═════ SUPPLIED INFORMATION

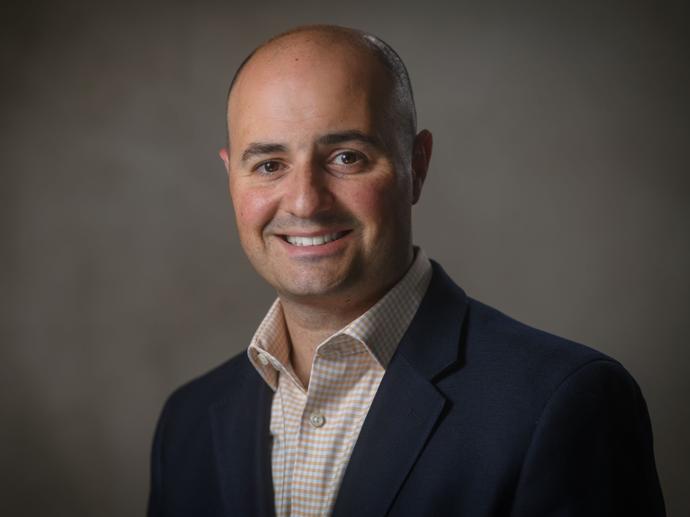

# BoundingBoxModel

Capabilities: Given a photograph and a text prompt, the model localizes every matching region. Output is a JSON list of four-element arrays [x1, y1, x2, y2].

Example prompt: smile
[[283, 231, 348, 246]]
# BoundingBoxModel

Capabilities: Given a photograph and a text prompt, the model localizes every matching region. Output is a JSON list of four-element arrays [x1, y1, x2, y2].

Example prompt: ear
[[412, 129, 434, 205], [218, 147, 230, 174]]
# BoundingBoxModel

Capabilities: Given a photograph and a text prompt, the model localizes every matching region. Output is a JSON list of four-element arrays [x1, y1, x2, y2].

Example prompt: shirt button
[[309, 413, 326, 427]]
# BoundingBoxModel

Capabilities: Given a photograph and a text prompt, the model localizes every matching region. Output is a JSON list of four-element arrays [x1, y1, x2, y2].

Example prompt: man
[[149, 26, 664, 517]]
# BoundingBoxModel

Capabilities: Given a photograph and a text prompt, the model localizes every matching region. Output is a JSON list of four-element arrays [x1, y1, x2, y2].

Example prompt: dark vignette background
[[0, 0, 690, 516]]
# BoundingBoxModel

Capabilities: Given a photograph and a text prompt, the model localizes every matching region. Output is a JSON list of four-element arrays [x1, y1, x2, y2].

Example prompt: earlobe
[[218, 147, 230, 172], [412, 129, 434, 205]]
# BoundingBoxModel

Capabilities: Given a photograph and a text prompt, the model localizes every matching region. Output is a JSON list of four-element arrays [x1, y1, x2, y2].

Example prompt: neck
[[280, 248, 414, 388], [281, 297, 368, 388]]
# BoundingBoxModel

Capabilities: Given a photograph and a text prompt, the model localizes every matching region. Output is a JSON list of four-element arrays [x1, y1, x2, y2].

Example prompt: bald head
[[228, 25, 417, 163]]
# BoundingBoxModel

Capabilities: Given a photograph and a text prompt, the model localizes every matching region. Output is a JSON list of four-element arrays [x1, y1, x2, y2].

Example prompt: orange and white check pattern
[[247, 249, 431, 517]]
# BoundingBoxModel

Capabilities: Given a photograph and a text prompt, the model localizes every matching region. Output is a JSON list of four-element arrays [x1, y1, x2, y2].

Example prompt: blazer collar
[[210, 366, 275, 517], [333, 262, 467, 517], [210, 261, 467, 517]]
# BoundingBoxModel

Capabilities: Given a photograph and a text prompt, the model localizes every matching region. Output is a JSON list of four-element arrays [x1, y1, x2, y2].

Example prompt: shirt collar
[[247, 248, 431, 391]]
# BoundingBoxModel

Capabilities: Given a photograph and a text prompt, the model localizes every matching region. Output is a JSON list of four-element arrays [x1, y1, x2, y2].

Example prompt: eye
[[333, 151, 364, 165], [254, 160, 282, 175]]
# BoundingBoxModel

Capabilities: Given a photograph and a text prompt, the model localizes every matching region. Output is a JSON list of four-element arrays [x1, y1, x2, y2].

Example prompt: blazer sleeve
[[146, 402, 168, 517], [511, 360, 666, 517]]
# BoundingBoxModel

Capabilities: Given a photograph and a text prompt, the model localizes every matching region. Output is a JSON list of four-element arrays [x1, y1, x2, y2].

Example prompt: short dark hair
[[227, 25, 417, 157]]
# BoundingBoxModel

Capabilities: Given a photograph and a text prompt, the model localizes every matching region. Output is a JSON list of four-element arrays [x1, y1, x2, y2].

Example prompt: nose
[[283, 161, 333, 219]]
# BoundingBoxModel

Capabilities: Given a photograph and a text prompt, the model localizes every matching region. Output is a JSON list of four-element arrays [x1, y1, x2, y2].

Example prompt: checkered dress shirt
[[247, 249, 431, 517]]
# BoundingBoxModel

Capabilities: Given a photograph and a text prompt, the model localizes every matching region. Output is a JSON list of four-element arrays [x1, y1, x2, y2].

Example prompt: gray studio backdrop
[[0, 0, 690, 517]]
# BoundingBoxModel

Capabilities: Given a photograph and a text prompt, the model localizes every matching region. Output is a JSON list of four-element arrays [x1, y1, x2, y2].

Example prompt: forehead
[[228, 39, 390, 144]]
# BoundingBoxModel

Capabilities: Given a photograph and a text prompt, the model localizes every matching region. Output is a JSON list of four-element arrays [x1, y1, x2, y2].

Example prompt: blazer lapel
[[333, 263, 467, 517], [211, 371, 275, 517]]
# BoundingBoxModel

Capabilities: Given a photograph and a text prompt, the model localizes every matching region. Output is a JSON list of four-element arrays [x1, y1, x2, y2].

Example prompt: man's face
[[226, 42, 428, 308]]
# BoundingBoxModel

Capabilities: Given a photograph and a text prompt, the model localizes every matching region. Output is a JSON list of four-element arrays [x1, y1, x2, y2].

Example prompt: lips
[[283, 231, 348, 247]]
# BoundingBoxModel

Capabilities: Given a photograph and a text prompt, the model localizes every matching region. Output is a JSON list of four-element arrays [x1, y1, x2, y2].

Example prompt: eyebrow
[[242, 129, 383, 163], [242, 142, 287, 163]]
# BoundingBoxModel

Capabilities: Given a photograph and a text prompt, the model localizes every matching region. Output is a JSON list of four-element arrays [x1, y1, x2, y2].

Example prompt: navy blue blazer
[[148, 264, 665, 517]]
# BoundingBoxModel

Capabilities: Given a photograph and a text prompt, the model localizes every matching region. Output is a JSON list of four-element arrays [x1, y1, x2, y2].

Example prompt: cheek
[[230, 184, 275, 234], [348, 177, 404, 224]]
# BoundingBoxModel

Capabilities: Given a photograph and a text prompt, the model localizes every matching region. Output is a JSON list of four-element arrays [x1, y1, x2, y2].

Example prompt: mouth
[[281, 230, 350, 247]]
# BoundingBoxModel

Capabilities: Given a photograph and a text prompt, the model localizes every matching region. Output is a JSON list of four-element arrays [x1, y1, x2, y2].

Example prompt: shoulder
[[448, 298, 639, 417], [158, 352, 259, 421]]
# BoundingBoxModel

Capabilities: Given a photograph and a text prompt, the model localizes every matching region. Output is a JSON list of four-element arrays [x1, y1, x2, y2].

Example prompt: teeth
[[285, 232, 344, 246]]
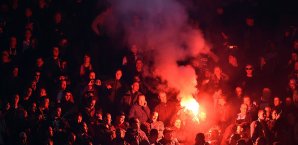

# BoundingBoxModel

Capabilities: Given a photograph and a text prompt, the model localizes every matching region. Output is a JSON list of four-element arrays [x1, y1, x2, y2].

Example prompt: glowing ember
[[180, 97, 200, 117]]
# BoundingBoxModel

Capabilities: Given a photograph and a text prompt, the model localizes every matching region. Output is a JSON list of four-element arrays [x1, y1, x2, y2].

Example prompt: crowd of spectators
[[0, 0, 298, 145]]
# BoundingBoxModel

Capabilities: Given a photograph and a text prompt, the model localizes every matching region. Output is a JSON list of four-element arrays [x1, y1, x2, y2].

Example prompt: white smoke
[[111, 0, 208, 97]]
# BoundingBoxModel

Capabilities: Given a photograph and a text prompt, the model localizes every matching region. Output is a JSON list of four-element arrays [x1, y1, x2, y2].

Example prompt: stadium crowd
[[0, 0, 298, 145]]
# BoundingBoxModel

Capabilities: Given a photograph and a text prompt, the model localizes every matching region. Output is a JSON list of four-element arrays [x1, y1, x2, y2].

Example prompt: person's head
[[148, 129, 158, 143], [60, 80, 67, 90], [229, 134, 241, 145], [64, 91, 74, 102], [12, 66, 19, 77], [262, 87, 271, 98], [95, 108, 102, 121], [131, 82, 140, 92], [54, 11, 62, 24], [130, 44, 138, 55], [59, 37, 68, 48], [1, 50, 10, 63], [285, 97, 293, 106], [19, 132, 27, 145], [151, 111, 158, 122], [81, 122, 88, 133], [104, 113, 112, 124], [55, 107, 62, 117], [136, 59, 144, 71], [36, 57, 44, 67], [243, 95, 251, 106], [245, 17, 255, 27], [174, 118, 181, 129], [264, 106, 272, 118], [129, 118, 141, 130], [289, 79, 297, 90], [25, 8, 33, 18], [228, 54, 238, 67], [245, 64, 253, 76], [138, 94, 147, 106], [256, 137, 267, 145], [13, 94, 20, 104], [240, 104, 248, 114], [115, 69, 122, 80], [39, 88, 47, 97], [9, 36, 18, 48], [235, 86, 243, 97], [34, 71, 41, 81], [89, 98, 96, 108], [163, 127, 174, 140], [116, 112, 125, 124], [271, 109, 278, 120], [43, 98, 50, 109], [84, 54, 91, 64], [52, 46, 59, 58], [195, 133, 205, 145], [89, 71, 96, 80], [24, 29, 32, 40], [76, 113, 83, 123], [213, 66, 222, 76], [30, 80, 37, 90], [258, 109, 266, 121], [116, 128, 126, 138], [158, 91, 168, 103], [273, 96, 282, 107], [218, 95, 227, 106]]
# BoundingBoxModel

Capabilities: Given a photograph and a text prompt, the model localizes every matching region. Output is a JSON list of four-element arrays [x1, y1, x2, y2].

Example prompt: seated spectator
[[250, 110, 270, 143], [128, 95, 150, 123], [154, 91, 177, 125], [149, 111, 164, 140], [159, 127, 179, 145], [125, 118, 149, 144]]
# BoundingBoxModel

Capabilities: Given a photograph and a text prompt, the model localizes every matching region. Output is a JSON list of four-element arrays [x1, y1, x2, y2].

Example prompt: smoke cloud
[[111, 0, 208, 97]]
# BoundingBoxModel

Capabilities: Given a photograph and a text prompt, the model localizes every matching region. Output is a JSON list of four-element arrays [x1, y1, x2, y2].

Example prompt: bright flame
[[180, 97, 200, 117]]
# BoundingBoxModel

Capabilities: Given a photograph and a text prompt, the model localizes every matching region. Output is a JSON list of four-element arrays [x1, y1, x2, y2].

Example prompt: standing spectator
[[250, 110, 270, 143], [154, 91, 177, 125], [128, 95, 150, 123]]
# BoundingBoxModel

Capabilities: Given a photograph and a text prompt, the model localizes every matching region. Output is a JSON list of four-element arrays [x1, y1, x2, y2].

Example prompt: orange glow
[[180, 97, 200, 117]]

══════════

- TASK TO COMPLETE -
Extract every line of the material that contains the word "collar", treating uppercase and lowercase letters as distinct.

- RESPONSE BELOW -
Example prompt: blazer collar
Example prompt: shirt collar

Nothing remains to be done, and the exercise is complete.